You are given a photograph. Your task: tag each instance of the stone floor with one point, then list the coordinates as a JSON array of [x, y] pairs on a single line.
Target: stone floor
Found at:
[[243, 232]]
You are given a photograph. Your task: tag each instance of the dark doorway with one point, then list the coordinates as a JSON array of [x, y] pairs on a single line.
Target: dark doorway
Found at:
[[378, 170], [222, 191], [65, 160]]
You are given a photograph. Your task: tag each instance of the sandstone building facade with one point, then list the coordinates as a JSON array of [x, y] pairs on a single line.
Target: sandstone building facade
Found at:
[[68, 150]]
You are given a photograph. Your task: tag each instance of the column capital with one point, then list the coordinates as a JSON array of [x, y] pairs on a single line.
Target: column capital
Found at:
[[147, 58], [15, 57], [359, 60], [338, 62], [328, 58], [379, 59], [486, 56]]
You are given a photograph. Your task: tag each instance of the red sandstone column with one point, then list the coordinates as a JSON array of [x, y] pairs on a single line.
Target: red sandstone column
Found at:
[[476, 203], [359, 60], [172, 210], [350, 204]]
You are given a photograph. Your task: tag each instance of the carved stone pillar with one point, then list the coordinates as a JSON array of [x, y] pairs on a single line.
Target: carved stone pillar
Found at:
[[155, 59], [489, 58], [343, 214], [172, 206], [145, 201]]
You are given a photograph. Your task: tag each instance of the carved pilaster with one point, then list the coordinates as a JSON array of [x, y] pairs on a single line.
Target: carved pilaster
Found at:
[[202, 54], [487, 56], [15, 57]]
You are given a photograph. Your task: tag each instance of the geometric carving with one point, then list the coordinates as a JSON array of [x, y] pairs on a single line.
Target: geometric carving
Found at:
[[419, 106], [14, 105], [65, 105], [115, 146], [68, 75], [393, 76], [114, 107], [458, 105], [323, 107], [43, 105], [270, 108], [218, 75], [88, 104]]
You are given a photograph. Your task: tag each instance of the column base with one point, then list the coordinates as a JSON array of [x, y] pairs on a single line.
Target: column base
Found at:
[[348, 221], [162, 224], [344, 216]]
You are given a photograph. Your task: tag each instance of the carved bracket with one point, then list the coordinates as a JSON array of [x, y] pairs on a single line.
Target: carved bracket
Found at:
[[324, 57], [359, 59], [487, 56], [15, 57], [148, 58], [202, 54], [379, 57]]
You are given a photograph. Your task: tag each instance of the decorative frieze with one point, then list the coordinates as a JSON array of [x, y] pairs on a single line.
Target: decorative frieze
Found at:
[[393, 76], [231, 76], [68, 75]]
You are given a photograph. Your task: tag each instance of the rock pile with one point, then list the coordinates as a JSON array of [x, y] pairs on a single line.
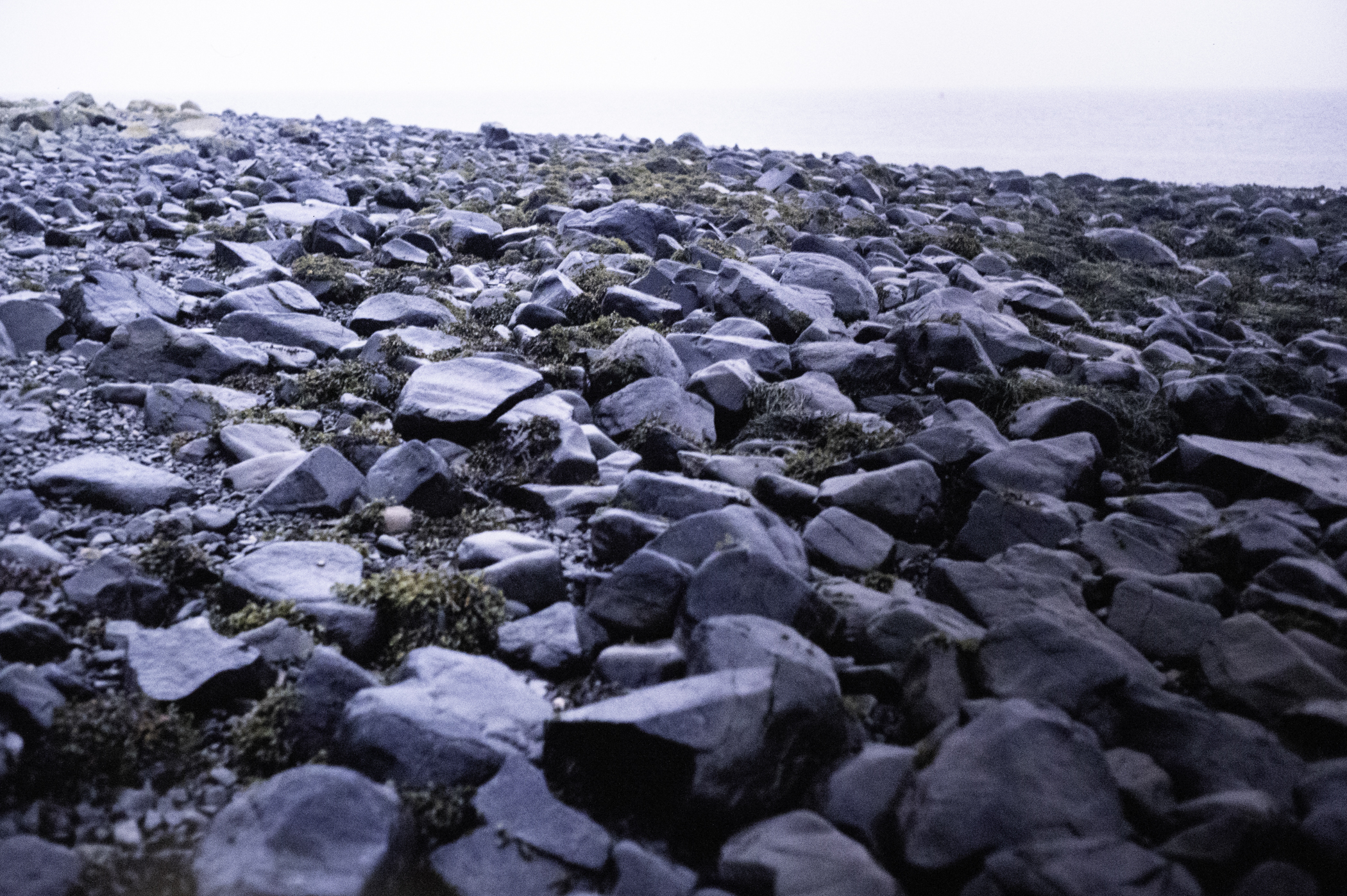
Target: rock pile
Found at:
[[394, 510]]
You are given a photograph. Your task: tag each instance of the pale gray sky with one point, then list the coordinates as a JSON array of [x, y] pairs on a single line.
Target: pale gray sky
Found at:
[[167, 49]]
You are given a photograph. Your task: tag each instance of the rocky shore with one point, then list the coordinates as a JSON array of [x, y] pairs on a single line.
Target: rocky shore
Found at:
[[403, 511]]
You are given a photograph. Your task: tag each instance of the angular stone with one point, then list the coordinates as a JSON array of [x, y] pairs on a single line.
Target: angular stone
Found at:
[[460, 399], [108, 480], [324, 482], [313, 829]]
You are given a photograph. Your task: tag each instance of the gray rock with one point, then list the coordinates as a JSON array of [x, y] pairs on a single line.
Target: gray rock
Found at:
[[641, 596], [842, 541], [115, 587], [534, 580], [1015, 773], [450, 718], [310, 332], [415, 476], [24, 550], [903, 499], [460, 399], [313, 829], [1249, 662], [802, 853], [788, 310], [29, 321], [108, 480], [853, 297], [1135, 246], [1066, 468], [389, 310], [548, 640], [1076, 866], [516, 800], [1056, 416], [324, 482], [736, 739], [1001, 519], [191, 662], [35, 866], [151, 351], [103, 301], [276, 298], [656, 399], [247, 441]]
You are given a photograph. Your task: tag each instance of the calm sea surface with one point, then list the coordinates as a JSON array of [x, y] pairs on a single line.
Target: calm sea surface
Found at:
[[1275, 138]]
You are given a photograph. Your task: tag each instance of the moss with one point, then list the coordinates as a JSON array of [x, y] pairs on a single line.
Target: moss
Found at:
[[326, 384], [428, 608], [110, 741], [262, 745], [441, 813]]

━━━━━━━━━━━━━━━━━━━━━━━━━━━━━━

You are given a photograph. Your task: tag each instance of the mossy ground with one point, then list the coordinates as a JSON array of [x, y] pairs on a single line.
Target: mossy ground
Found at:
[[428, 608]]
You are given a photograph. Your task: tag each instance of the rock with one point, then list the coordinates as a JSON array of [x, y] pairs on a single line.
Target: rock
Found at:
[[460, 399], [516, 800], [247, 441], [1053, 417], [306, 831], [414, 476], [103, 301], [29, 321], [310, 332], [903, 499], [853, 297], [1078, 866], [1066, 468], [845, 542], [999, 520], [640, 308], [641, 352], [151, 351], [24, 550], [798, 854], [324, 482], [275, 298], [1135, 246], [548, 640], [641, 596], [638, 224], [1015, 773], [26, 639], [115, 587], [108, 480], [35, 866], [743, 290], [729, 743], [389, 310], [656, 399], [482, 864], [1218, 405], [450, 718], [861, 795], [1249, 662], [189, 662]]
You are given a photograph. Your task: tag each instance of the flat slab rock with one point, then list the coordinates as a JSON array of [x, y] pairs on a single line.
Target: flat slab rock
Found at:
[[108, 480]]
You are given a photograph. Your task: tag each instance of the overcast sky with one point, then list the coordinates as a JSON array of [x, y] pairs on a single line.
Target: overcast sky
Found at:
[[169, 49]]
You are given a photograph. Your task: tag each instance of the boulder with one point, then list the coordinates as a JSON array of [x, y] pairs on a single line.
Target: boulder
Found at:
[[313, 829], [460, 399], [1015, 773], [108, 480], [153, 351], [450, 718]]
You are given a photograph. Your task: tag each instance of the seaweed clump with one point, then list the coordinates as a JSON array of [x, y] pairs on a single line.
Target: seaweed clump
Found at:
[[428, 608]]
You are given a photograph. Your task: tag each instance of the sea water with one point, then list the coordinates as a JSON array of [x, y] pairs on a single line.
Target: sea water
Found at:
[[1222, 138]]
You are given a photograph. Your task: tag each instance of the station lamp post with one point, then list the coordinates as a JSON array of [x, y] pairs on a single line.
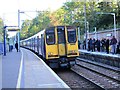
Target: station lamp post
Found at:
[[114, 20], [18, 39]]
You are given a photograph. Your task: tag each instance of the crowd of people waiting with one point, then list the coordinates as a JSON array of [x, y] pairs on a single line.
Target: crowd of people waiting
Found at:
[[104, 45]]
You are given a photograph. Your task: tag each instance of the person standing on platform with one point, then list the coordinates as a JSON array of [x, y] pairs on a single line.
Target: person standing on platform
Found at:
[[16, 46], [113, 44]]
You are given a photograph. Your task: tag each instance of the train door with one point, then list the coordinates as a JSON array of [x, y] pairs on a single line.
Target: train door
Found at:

━━━━━━━━━━━━━━━━━━━━━━━━━━━━━━

== Written request ==
Reproduce the records beginning with the line containing "the column base" and continuing through the line containing "54], [379, 57]]", with "carved bracket" replaced by "stone bracket" and nothing else altered.

== Response to the task ==
You are given a photograph. Your task: tag each instance of the column base with one point, then list the coordinates as a JSON array of [x, y] pairs on a single line.
Target: column base
Found at:
[[348, 221], [162, 224], [344, 216]]
You are given a photograph. Your task: tag each instance of the stone bracket with one point, then list the coordinates as a JSON array of [x, y] pairs on a single line.
Target: stone bracket
Found at:
[[324, 57], [359, 59], [487, 56], [15, 57], [148, 58], [202, 54], [379, 57]]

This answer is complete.